▶ Travail demandé
A) D'après le texte sur Bécancour, à combien de brevets Karim Zaghib a-t-il contribué à l'Institut de recherche d'Hydro-Québec ?
B) Indiquez combien de lignes des entrées contiennent la chaîne « track », en respectant la casse. Donnez uniquement le nombre.

#### Texte présenté ####

La ville même doit son existence à un ratage spectaculaire. Elle a été créée en 1965 par une loi de fusion réunissant une dizaine de villages et municipalités de paroisse aux noms évocateurs, comme La Nativité-de-la-Bienheureuse-Vierge-Marie et Très-Précieux-Sang-de-Notre-Seigneur. On ambitionnait alors d’y accueillir la Sidérurgie du Québec (Sidbec) — un projet de plus de deux milliards en dollars de 2023. Sidbec étant morte dans l’œuf, Bécancour s’est retrouvée avec un territoire plus grand que celui de la ville de Montréal, à 88 % agricole, sans centre-ville. Et pendant 60 ans, Québec a cherché sans trop de succès à remplir cet immense parc industriel dont il est le propriétaire. 

Les ingénieurs de la filière batterie qui y défilent aujourd’hui n’en reviennent pas de l’espace et de la qualité des infrastructures, souligne Donald Olivier, PDG de la Société du parc industriel et portuaire de Bécancour, une société d’État provinciale. Cet ingénieur natif du secteur de Gentilly est à pied d’œuvre depuis le printemps 2022 pour remettre à niveau les installations du parc. 

Son équipe doit gérer 350 millions de dollars de contrats pour une nouvelle route, une nouvelle voie ferrée au sud, l’eau potable, les eaux industrielles, les eaux usées. Et encore 320 millions pour la reconfiguration du port. « Le consortium de Ford doit commencer la production en 2026. Il n’a pas de temps à perdre avec des infrastructures déficientes », dit-il.

Tout va très vite en raison de la nouvelle stratégie industrielle des États-Unis. Depuis 2022, la loi américaine sur la réduction de l’inflation force les entreprises à effectuer un virage vers les énergies vertes, mais également à diminuer leur dépendance aux fournisseurs chinois dans les filières jugées stratégiques — dont les minéraux critiques. À la clé, des milliards de dollars de subventions pour ceux qui établiront une chaîne d’approvisionnement nord-américaine des batteries. 

C’est dans cette partie que le Québec s’est engagé — et où il marque des points. Selon la revue britannique spécialisée Benchmark Minerals, le Québec est en passe de contrôler 28 % de la filière lithium nord-américaine d’ici 2030. « En 2026, nous serons les premiers à produire des cathodes sur le continent », claironne Pierre Fitzgibbon. 

Lorsque la province est entrée dans la partie en 2019, la filière était essentiellement asiatique. Les Québécois avaient quelques belles cartes à jouer (minéraux, hydroélectricité, stratégie cohérente). « Et nous avions une arme secrète, précise Guy Leblanc. Quand nos interlocuteurs voyaient Karim, ça nous donnait une crédibilité instantanée. »

Karim, c’est Karim Zaghib. Ce physicien électrochimiste réputé mondialement a travaillé 25 ans pour l’Institut de recherche d’Hydro-Québec, où il a contribué à plus de 550 brevets. Dont plusieurs pour la technologie à base de lithium-fer-phosphate (dite LFP), qui s’établit comme le standard pour les petits véhicules de ville. En 2020, il a quitté Hydro-Québec pour Investissement Québec, où il a conseillé le ministère de l’Économie, de l’Innovation et de l’Énergie sur la manière de bâtir la filière.

#### Données à traiter ####

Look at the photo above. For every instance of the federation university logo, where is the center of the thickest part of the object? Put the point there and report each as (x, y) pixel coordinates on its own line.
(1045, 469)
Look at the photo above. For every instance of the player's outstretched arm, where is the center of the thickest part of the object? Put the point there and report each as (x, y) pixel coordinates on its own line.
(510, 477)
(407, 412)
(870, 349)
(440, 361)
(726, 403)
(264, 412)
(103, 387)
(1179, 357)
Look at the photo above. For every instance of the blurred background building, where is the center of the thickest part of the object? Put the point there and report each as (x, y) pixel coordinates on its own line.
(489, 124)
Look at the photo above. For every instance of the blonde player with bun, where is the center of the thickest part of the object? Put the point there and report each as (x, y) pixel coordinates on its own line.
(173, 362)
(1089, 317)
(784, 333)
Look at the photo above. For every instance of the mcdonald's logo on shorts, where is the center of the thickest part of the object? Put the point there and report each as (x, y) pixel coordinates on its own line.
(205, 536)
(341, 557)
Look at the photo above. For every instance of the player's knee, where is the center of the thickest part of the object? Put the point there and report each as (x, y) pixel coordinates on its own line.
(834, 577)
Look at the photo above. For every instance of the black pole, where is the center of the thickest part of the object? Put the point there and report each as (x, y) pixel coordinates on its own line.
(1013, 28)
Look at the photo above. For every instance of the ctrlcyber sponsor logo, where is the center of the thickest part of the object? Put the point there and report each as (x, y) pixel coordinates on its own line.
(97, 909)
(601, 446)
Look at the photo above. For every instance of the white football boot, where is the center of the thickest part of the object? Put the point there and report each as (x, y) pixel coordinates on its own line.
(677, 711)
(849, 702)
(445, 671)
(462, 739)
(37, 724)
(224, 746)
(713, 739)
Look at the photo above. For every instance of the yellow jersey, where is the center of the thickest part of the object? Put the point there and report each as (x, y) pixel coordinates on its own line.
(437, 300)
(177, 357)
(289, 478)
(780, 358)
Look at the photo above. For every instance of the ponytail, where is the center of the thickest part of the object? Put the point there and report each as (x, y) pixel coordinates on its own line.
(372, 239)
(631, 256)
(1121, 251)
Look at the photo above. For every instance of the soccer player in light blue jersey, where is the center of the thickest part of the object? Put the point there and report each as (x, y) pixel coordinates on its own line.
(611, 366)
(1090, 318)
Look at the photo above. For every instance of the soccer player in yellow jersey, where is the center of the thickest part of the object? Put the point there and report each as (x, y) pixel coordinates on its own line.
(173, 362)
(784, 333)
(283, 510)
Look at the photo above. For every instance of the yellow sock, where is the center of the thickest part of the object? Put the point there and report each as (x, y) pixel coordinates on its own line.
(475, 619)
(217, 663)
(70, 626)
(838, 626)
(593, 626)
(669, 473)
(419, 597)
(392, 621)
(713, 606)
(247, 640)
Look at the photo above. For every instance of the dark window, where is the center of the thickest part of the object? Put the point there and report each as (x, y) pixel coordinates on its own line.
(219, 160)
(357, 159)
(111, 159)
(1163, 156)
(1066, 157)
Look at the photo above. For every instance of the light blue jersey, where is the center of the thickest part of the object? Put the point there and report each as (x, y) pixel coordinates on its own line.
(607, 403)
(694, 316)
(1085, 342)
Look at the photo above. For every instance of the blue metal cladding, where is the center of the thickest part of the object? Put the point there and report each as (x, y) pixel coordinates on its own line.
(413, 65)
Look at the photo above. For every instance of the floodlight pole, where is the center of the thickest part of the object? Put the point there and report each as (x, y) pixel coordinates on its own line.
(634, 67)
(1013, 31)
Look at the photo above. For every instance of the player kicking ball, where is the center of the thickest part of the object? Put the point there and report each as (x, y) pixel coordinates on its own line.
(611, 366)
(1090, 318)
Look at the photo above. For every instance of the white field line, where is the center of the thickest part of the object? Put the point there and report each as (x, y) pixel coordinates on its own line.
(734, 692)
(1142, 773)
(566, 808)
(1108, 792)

####
#### Données à traiter ####

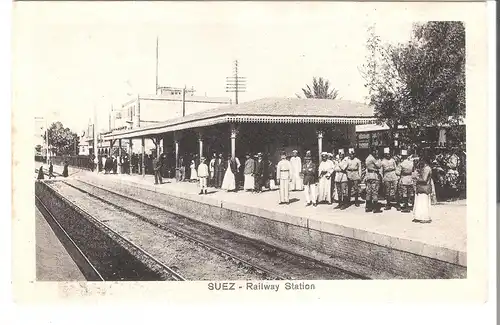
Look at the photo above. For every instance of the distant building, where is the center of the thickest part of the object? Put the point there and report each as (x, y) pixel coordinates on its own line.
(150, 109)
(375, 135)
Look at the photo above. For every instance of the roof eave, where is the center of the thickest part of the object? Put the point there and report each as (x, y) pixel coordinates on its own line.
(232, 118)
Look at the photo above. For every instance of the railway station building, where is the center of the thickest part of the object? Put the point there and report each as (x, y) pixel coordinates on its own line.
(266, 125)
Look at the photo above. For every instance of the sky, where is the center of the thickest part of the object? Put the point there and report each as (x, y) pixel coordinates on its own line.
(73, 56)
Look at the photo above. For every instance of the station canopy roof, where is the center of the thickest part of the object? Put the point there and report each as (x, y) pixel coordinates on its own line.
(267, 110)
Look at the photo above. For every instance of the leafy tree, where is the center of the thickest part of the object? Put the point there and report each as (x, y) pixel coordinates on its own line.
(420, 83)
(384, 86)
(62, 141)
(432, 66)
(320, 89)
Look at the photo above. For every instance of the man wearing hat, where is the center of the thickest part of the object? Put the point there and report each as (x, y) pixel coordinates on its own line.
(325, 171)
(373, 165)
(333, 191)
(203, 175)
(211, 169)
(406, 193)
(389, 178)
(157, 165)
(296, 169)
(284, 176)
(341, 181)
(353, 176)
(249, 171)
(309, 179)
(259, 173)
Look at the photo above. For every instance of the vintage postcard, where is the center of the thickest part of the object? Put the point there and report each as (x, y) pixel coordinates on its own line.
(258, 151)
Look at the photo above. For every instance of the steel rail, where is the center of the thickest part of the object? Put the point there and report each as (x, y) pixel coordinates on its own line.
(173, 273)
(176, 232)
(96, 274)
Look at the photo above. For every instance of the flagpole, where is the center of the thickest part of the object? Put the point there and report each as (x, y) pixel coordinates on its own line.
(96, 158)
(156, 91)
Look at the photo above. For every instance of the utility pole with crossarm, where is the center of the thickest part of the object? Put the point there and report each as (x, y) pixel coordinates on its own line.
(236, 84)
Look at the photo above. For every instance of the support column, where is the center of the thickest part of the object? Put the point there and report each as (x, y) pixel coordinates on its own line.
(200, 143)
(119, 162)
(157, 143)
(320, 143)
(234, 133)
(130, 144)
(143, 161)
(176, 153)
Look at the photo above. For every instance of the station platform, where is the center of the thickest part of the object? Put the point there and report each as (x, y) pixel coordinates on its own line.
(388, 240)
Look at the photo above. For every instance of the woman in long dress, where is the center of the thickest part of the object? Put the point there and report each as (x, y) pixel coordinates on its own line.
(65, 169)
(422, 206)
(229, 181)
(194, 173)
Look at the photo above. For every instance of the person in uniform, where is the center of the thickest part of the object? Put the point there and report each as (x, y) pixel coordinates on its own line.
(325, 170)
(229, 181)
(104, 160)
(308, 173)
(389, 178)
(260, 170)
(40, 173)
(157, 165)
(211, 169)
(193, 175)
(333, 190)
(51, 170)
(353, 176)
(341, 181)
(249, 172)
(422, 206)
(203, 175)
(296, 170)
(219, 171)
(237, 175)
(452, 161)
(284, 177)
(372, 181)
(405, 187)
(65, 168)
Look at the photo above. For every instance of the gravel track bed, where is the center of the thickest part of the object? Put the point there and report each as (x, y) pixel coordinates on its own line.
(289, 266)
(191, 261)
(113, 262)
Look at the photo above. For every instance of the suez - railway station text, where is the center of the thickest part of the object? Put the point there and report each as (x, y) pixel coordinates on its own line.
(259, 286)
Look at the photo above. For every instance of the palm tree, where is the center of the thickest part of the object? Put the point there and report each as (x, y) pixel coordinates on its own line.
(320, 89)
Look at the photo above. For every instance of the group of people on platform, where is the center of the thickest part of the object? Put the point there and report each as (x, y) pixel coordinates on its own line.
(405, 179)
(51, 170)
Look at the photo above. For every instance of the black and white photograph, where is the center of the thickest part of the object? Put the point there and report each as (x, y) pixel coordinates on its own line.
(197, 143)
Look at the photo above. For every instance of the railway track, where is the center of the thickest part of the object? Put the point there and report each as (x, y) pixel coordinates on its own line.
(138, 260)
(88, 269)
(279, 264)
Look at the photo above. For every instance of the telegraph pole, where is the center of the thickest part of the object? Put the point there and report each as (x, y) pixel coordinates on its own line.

####

▶ Résultats dans l'ordre
A) À plus de 550 brevets.

B) 2